====== Records for the task ======
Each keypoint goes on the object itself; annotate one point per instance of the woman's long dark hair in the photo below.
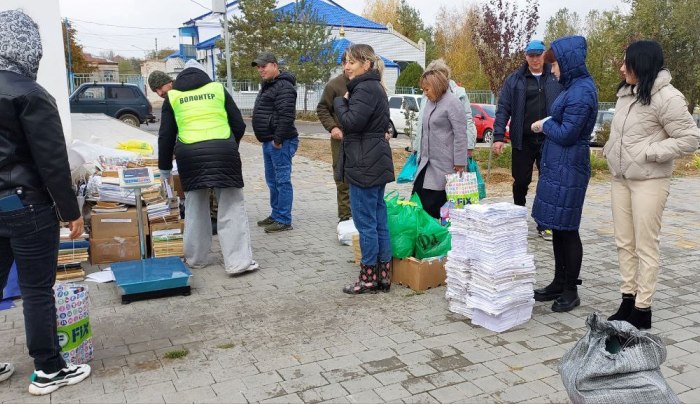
(645, 59)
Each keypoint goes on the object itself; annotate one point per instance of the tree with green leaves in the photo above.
(307, 48)
(77, 58)
(253, 31)
(607, 39)
(129, 66)
(454, 39)
(562, 23)
(677, 32)
(410, 76)
(502, 34)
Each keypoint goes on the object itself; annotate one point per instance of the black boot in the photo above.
(567, 301)
(625, 308)
(384, 269)
(367, 282)
(640, 318)
(554, 289)
(549, 292)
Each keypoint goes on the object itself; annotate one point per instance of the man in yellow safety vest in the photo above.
(202, 125)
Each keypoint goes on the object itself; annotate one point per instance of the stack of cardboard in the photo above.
(71, 254)
(114, 236)
(167, 239)
(490, 275)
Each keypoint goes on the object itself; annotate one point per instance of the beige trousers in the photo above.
(637, 206)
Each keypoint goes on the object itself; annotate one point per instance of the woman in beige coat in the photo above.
(444, 141)
(651, 128)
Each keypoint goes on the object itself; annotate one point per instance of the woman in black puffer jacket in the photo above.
(366, 163)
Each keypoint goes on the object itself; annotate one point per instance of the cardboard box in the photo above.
(177, 186)
(417, 274)
(120, 224)
(114, 249)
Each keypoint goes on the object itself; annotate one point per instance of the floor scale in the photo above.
(148, 277)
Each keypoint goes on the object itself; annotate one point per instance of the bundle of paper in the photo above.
(107, 207)
(490, 276)
(167, 239)
(71, 254)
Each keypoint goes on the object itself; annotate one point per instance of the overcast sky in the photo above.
(102, 25)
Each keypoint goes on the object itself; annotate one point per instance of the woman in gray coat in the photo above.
(443, 144)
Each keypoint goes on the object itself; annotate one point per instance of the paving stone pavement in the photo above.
(287, 333)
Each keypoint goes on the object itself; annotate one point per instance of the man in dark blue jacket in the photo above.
(526, 97)
(273, 123)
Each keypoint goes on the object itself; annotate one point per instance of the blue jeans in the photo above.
(29, 236)
(369, 215)
(278, 175)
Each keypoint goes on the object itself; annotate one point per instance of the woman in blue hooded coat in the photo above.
(565, 167)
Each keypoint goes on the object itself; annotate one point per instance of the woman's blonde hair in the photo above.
(441, 66)
(362, 53)
(436, 80)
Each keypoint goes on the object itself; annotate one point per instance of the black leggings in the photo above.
(431, 200)
(568, 255)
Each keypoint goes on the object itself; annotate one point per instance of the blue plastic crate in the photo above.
(150, 275)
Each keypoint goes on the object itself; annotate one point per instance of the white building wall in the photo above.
(385, 43)
(52, 69)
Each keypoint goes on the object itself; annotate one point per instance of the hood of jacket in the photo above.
(285, 75)
(370, 75)
(191, 78)
(20, 44)
(570, 53)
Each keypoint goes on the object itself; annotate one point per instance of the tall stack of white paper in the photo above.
(490, 276)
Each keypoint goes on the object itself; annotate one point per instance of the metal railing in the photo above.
(82, 78)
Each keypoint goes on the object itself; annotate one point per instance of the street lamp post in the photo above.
(220, 7)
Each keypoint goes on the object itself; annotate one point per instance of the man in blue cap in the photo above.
(526, 97)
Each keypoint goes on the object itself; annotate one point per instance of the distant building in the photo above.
(199, 35)
(105, 69)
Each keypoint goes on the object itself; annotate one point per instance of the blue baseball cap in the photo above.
(535, 47)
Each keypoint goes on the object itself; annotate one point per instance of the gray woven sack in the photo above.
(591, 374)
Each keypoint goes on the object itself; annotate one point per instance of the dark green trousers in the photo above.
(342, 190)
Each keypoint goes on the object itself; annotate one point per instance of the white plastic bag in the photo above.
(346, 229)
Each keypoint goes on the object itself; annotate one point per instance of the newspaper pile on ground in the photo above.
(490, 276)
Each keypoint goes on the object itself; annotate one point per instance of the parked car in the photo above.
(125, 102)
(399, 105)
(484, 116)
(602, 122)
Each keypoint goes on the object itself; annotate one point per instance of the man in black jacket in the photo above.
(526, 97)
(273, 123)
(203, 126)
(35, 192)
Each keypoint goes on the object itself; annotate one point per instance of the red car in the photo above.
(484, 116)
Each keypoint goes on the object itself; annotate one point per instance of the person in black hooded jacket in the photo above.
(201, 123)
(366, 164)
(35, 193)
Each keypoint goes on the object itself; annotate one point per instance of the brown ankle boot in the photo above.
(384, 269)
(367, 283)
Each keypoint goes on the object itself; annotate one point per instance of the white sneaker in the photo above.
(252, 267)
(43, 383)
(6, 370)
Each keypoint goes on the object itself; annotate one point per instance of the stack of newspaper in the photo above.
(490, 276)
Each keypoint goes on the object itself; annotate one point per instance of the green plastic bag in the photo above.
(402, 221)
(433, 239)
(473, 167)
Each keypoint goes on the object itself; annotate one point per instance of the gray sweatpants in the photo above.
(232, 227)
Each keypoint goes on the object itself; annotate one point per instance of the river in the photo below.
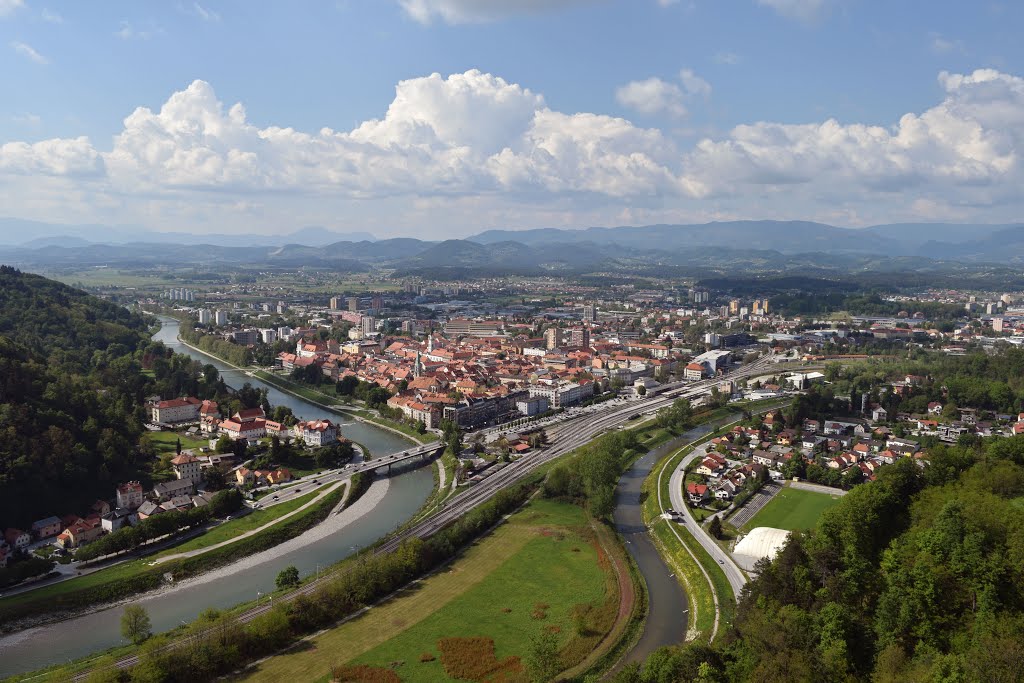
(668, 606)
(74, 638)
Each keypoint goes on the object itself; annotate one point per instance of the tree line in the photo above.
(914, 577)
(129, 538)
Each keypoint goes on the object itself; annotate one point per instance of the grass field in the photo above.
(793, 509)
(132, 567)
(529, 574)
(166, 441)
(236, 527)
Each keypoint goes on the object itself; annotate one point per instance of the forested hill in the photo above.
(61, 323)
(72, 391)
(918, 577)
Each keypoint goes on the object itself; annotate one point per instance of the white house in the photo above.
(187, 467)
(250, 430)
(130, 495)
(315, 432)
(176, 410)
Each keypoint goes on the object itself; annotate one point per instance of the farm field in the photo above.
(541, 571)
(793, 509)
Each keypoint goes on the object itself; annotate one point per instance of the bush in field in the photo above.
(473, 659)
(364, 674)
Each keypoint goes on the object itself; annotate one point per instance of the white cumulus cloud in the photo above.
(652, 95)
(968, 145)
(693, 84)
(478, 141)
(30, 52)
(475, 11)
(804, 10)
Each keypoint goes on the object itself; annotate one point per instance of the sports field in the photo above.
(542, 570)
(793, 509)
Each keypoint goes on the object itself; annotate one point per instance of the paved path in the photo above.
(200, 551)
(668, 606)
(754, 504)
(732, 571)
(817, 488)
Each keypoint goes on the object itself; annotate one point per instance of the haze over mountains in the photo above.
(763, 243)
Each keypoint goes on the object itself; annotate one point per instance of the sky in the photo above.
(442, 118)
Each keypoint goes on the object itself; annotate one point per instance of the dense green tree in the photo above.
(135, 626)
(288, 578)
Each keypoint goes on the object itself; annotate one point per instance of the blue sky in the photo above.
(562, 113)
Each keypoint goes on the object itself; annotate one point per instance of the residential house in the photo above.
(81, 532)
(696, 494)
(247, 429)
(130, 495)
(168, 489)
(282, 475)
(709, 467)
(315, 432)
(44, 528)
(726, 491)
(17, 539)
(186, 467)
(176, 411)
(244, 476)
(693, 372)
(177, 503)
(768, 459)
(148, 509)
(117, 518)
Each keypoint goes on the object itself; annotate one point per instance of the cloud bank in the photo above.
(474, 135)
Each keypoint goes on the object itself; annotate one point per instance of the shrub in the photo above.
(473, 659)
(364, 674)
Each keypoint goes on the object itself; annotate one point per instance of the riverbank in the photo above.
(315, 396)
(542, 569)
(135, 581)
(291, 388)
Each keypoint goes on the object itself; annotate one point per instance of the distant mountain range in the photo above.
(761, 245)
(14, 230)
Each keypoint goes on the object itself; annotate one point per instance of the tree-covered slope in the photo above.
(72, 392)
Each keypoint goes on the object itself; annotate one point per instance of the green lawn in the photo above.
(543, 556)
(793, 509)
(236, 527)
(166, 441)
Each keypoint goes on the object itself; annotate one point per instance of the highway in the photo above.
(732, 571)
(310, 482)
(564, 437)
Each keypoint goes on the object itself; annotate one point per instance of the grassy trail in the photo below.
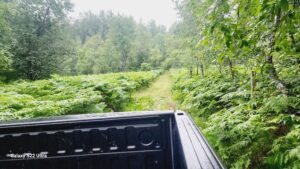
(157, 96)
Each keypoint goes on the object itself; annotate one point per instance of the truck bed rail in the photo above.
(139, 140)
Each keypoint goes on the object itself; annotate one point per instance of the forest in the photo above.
(234, 65)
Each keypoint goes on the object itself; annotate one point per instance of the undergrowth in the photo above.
(70, 95)
(258, 131)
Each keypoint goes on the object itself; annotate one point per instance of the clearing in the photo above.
(157, 96)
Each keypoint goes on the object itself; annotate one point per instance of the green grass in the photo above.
(157, 97)
(71, 95)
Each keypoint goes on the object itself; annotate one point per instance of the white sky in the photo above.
(162, 11)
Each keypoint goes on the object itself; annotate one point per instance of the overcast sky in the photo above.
(162, 11)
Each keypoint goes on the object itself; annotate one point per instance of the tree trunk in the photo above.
(231, 68)
(191, 71)
(202, 70)
(220, 68)
(253, 82)
(269, 58)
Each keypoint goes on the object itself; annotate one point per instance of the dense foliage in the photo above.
(37, 39)
(70, 95)
(247, 98)
(260, 131)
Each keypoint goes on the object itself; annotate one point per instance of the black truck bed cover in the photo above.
(136, 140)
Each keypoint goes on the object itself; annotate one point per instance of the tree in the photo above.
(39, 32)
(5, 30)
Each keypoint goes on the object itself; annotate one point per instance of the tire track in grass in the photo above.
(157, 96)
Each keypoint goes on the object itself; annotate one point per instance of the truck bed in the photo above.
(137, 140)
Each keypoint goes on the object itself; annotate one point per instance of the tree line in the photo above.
(259, 35)
(39, 39)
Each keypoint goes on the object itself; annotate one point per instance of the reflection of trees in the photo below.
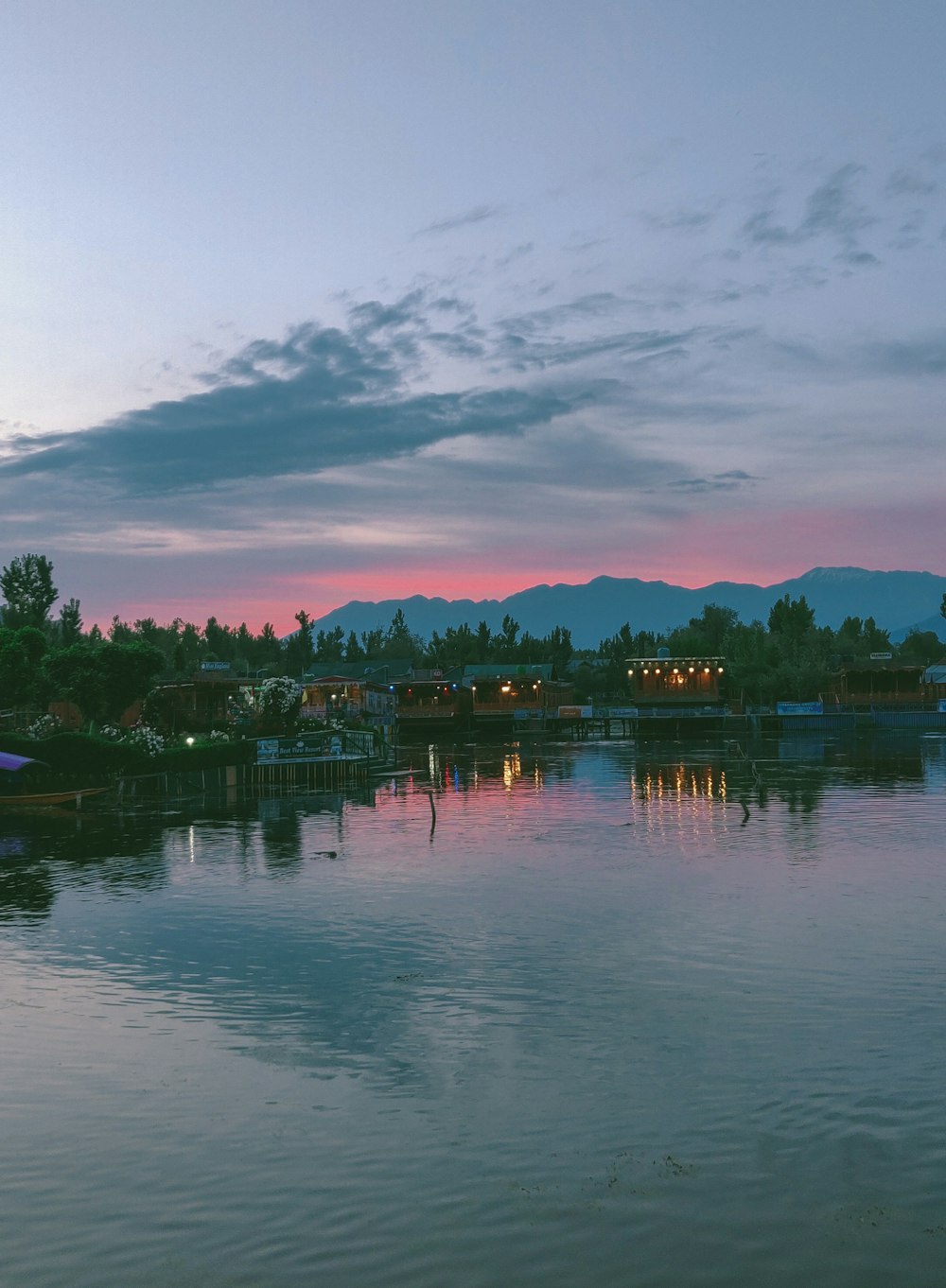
(477, 767)
(43, 853)
(798, 772)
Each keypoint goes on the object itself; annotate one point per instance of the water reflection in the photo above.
(600, 1007)
(42, 851)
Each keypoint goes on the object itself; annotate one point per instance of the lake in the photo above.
(628, 1015)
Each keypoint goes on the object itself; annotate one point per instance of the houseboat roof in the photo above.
(381, 672)
(511, 671)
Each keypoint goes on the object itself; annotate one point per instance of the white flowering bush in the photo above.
(147, 739)
(278, 696)
(44, 725)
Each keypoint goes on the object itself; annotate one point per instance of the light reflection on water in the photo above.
(626, 1015)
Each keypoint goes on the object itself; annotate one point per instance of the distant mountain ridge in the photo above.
(594, 609)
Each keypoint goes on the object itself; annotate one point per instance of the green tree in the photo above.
(70, 623)
(483, 640)
(373, 643)
(353, 651)
(329, 644)
(128, 672)
(22, 682)
(299, 648)
(790, 618)
(75, 674)
(27, 587)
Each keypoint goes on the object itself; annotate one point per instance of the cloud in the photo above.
(832, 210)
(477, 216)
(909, 183)
(682, 219)
(316, 399)
(725, 482)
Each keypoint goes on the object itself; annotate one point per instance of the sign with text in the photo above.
(285, 751)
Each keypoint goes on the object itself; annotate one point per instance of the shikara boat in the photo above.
(18, 775)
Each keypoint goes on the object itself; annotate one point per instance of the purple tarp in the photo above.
(13, 762)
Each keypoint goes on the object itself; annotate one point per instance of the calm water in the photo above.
(604, 1025)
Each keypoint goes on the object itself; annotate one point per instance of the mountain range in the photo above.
(897, 600)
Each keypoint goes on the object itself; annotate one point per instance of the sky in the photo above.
(312, 302)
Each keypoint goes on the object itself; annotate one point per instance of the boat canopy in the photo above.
(11, 762)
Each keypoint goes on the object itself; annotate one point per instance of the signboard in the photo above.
(287, 751)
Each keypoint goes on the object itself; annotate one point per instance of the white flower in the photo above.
(147, 739)
(44, 725)
(278, 696)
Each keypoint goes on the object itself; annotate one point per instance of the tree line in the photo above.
(45, 655)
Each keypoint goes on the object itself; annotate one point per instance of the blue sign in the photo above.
(800, 708)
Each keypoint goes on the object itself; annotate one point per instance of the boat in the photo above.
(17, 772)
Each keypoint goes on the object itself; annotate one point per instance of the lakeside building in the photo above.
(877, 682)
(676, 682)
(209, 700)
(341, 697)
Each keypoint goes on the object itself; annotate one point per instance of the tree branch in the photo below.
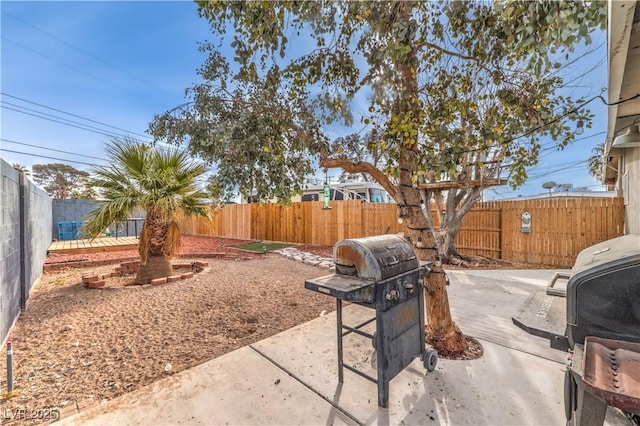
(361, 167)
(445, 51)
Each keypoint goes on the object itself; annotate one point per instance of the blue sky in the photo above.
(118, 63)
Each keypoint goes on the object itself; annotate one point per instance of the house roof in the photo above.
(623, 51)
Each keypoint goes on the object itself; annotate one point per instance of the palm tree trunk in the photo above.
(154, 263)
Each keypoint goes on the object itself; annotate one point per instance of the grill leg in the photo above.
(339, 325)
(591, 410)
(383, 380)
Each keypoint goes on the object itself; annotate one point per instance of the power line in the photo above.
(87, 128)
(47, 157)
(51, 149)
(73, 115)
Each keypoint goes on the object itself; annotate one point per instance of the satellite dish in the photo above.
(549, 185)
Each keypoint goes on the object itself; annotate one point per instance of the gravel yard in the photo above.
(75, 347)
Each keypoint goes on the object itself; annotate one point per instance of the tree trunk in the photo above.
(155, 267)
(447, 247)
(441, 331)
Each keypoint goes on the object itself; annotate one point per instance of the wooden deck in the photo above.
(92, 246)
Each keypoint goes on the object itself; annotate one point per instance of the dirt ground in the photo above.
(75, 347)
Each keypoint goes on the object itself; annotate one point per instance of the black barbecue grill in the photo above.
(382, 273)
(602, 332)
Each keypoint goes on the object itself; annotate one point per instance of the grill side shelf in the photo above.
(343, 287)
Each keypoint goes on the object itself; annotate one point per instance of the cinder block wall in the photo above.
(22, 248)
(9, 248)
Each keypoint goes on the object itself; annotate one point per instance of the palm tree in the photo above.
(595, 161)
(162, 183)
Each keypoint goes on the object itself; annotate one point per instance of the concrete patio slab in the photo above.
(292, 377)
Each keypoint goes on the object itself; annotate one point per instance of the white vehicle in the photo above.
(365, 191)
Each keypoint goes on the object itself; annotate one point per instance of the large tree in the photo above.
(450, 90)
(59, 180)
(160, 182)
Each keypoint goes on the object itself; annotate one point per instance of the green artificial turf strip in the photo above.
(262, 247)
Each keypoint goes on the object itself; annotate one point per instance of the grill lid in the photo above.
(616, 250)
(374, 258)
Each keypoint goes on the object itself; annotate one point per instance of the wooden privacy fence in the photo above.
(560, 227)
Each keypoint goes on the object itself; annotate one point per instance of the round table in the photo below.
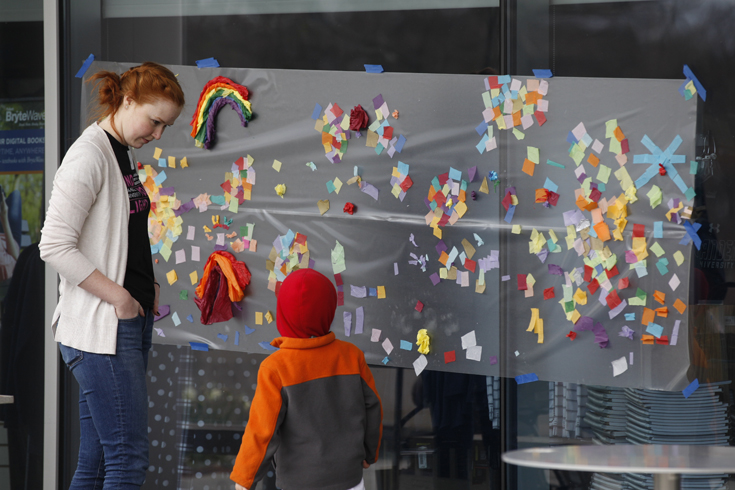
(665, 462)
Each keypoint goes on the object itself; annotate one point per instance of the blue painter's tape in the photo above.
(85, 66)
(374, 68)
(542, 73)
(207, 63)
(526, 378)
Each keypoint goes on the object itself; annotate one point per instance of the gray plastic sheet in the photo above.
(438, 116)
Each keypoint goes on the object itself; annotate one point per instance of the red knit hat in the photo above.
(307, 302)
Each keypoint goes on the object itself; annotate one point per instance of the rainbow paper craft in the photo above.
(217, 93)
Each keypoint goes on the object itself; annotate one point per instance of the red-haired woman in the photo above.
(96, 237)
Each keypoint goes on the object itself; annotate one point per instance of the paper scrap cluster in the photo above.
(511, 104)
(446, 200)
(290, 252)
(381, 134)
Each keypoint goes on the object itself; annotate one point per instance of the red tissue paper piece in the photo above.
(223, 282)
(358, 118)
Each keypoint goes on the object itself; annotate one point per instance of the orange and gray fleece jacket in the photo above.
(316, 412)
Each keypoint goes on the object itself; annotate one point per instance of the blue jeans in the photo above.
(113, 409)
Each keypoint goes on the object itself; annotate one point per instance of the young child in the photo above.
(316, 412)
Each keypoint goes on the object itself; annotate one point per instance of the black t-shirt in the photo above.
(139, 269)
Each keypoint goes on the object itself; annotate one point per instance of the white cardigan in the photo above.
(86, 228)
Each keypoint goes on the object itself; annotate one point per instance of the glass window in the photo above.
(22, 125)
(439, 430)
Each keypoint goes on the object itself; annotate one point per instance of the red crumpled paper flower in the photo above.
(358, 118)
(223, 283)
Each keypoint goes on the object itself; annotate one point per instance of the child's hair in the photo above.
(144, 84)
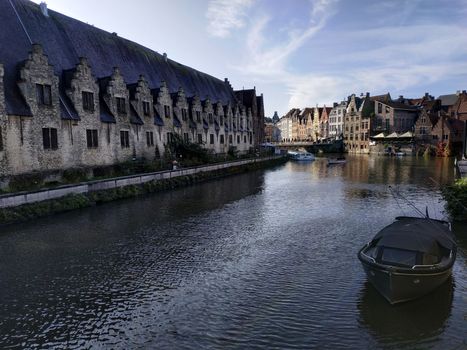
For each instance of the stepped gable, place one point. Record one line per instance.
(65, 39)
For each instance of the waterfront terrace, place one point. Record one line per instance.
(72, 95)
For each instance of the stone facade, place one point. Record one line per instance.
(336, 120)
(358, 124)
(83, 121)
(392, 117)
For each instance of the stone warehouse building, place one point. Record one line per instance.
(72, 95)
======
Nothing but the lines from the one holding "fleece jacket in the photo above." to the end of the entries above should be echoed, exactly and with both ends included; omit the pictures.

Each keypoint goes on the object itself; annotate one point per instance of the orange and gray fleece jacket in the photo above.
(316, 412)
Each keypoint goes on the object itself; annotate one point per instance of the blue jeans in the photo above.
(113, 409)
Each keypoint goes on the object itself; annotate one point per instance of the young child in the photo above.
(316, 412)
Each keypoint goes on the object itself; annotate one point per instance of the black t-shirt in the photo above.
(139, 269)
Each keypoint goes on the object itself; annotate one point per instance of the white cardigan in the photo above.
(86, 228)
Each keypoint goes on the object itself; annotate one point per instance of the glass window in the photo above.
(22, 125)
(439, 430)
Each keypoint goes on the object itself; annotate one point per instance of the red crumpled paper flower in the photo above.
(358, 118)
(223, 283)
Each keypoint goes on the object itself; annotate one point per instance of the child's hair in the photo above.
(144, 84)
For each instance of the stepped gable, place one point. Record one line per instance.
(65, 39)
For each instance of the waterfront terrace, place one point. Record one line per instance.
(72, 95)
For each instance of the stone facade, place one point. Record one line per instance.
(336, 120)
(358, 124)
(83, 121)
(392, 117)
For each instance of the stone warehouse building, place one point. Record one line per instance.
(72, 95)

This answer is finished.